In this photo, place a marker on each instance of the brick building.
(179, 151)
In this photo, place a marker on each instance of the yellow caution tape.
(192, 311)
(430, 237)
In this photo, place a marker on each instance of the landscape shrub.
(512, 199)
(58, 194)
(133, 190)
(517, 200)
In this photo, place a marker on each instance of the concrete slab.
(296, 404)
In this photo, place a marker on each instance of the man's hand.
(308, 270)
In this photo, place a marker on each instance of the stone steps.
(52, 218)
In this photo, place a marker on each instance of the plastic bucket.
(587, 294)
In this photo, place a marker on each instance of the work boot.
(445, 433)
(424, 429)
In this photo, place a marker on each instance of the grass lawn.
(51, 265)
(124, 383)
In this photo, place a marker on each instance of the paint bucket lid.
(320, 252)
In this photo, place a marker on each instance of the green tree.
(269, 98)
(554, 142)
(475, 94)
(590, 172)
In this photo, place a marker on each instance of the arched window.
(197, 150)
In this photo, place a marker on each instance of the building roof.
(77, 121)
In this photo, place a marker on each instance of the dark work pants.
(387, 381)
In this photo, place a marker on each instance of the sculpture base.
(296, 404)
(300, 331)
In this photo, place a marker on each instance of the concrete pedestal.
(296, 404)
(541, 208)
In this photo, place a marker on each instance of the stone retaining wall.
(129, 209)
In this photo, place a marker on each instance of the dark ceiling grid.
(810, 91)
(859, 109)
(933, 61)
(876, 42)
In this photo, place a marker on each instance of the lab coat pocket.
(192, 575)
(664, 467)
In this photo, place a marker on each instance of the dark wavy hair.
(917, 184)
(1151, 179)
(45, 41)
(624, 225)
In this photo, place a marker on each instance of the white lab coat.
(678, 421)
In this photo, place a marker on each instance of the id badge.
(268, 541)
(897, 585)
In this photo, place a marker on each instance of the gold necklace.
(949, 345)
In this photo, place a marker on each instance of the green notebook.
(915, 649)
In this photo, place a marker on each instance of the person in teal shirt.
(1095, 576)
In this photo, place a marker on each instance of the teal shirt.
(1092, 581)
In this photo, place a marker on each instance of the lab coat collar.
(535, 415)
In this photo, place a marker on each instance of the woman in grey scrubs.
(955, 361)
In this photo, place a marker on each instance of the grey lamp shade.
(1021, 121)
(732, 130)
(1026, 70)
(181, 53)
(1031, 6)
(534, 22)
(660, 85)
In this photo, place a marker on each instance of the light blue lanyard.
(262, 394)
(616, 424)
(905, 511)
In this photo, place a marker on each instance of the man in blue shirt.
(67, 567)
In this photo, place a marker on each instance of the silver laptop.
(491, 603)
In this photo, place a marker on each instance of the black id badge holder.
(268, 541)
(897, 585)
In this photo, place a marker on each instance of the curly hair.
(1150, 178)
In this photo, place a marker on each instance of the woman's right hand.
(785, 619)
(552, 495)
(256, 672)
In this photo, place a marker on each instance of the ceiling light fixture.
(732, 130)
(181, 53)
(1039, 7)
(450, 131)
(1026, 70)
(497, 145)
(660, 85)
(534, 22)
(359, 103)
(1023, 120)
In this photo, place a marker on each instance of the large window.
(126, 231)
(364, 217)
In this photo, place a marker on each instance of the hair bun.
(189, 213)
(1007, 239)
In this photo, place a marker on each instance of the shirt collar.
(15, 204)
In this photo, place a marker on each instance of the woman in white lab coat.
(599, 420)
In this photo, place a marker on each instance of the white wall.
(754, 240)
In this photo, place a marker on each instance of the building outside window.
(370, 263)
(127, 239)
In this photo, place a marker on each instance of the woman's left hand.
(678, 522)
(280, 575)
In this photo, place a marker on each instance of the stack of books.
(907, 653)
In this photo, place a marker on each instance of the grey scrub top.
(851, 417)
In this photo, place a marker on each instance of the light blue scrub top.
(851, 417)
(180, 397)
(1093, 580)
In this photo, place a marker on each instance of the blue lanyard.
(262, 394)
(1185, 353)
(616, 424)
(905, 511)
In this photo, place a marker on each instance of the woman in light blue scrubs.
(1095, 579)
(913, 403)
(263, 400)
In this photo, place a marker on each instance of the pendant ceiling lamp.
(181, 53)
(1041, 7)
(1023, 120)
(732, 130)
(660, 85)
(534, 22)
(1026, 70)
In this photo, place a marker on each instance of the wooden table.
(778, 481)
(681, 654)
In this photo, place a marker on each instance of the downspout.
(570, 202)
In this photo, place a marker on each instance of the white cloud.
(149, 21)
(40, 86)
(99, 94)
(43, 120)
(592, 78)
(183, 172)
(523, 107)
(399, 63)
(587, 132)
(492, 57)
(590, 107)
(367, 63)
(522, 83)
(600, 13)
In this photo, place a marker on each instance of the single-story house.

**WHAT YOU HAVE TO DO**
Quote the listing in full, please, keeping every line exact.

**ANSWER TO THIS EXERCISE**
In this photo, place a marker on each instance of the brick building.
(179, 151)
In this photo, place a marker on each instance of the yellow caution tape.
(192, 311)
(430, 237)
In this photo, place a marker on each instance of the landscape shrub.
(512, 199)
(58, 194)
(133, 190)
(517, 200)
In this photo, place a marker on each instance of the concrete slab.
(296, 404)
In this photo, place a marker on each instance of the man's hand.
(308, 270)
In this photo, place a marker on each instance of the stone steps.
(52, 218)
In this photo, place a marker on each instance of the plastic bucket.
(587, 294)
In this photo, place a marker on each instance of the work boot.
(445, 433)
(424, 429)
In this photo, place a marker on each instance of the grass lawn.
(51, 265)
(124, 383)
In this photo, place a marker on each instance of the paint bucket lid.
(320, 252)
In this photo, place a marker on each instance of the green tree.
(269, 98)
(554, 142)
(475, 94)
(590, 172)
In this photo, place a marker on each instance of the arched window.
(197, 150)
In this photo, place a marker on each instance of the building roof.
(77, 121)
In this photo, place a marker on each instance of the dark work pants.
(387, 381)
In this photo, place a marker on each instance of the sculpture base.
(296, 404)
(300, 331)
In this photo, place a marker on each instance of the concrete pedestal.
(296, 404)
(541, 208)
In this photo, place a marker on each instance of the stone retaining wall.
(129, 209)
In this photo, place a marker on each instance of the dark ceiling grid.
(810, 91)
(859, 109)
(933, 61)
(876, 42)
In this photo, place a marker on each instance of the lab coat pocket.
(192, 575)
(664, 467)
In this photo, place a marker on each instance of the dark wavy hair.
(917, 184)
(1151, 179)
(45, 41)
(624, 225)
In this photo, place a marker on each instance of the white lab coat.
(678, 421)
In this photo, place a marker on each instance of the id badge.
(268, 541)
(897, 585)
In this photo, place a marker on each instance of the gold necklace.
(949, 345)
In this photo, place a marker on each instance of the green notebook.
(915, 649)
In this photo, place a marker on each instance of the person in teal shirt.
(1095, 576)
In this photo, place a marker on each instance of the teal shirt.
(1092, 581)
In this photo, place a marker on each instance of the lab coat collar.
(535, 415)
In this photo, place a marker on each instance of the woman in grey scrubs.
(955, 361)
In this photo, place a marker on each instance of the grey lamp shade.
(1021, 121)
(732, 130)
(1026, 70)
(181, 53)
(1031, 6)
(534, 22)
(660, 85)
In this photo, place a marker on each instance of the light blue lanyard.
(262, 394)
(616, 424)
(905, 511)
In this photo, place a marker on each instance of the man in blue shirt.
(67, 567)
In this photo, place a marker on each instance of the silver laptop.
(491, 603)
In this photo, place a marker on each instance of the black id badge holder.
(268, 541)
(897, 585)
In this photo, place a marker on each instance of the curly hair.
(1150, 178)
In this photo, place a marker on each instance of the woman's right hand.
(785, 619)
(552, 495)
(256, 672)
In this photo, place a marker on each instance of the ceiling light fixture.
(732, 130)
(181, 53)
(1039, 7)
(450, 131)
(1026, 70)
(497, 145)
(660, 85)
(534, 22)
(359, 103)
(1023, 120)
In this photo, place a marker on each instance of the large window.
(126, 231)
(364, 217)
In this photo, place a marker on each instance of the hair bun.
(189, 213)
(1007, 239)
In this photo, place a marker on each instance of the shirt collar.
(15, 204)
In this photo, place a marker on each instance of the woman in white lab coat.
(599, 420)
In this photo, place a marker on each instance of the white wall.
(754, 240)
In this photo, place a marker on each instance of the building outside window.
(370, 263)
(127, 239)
In this photo, place a marker on each instance of the woman's left hand.
(678, 522)
(280, 575)
In this photo, place a marker on each instance of the stack of books.
(907, 653)
In this photo, place a marker on each instance of the grey scrub top.
(851, 417)
In this photo, place a marker on each instance of the light blue scrub top.
(851, 417)
(180, 397)
(1093, 580)
In this photo, place a marker on each instance of the blue lanyard.
(262, 394)
(1185, 353)
(616, 424)
(905, 511)
In this photo, place a marker on each instance of the woman in light blue scrubs.
(1095, 579)
(913, 403)
(263, 400)
In this photo, place a marker on each instance of the pendant ceiling lamp.
(181, 53)
(1041, 7)
(1023, 120)
(732, 130)
(660, 85)
(534, 22)
(1026, 70)
In this photo, place a marker on each instance of the wooden table.
(778, 481)
(681, 654)
In this photo, place a marker on each instance of the downspout.
(570, 202)
In this photo, place a marker on each instance of the white cloud.
(149, 21)
(40, 86)
(99, 94)
(43, 120)
(592, 78)
(183, 172)
(523, 107)
(399, 63)
(587, 132)
(492, 57)
(590, 107)
(367, 63)
(522, 83)
(600, 13)
In this photo, place a marker on each instance of the single-story house.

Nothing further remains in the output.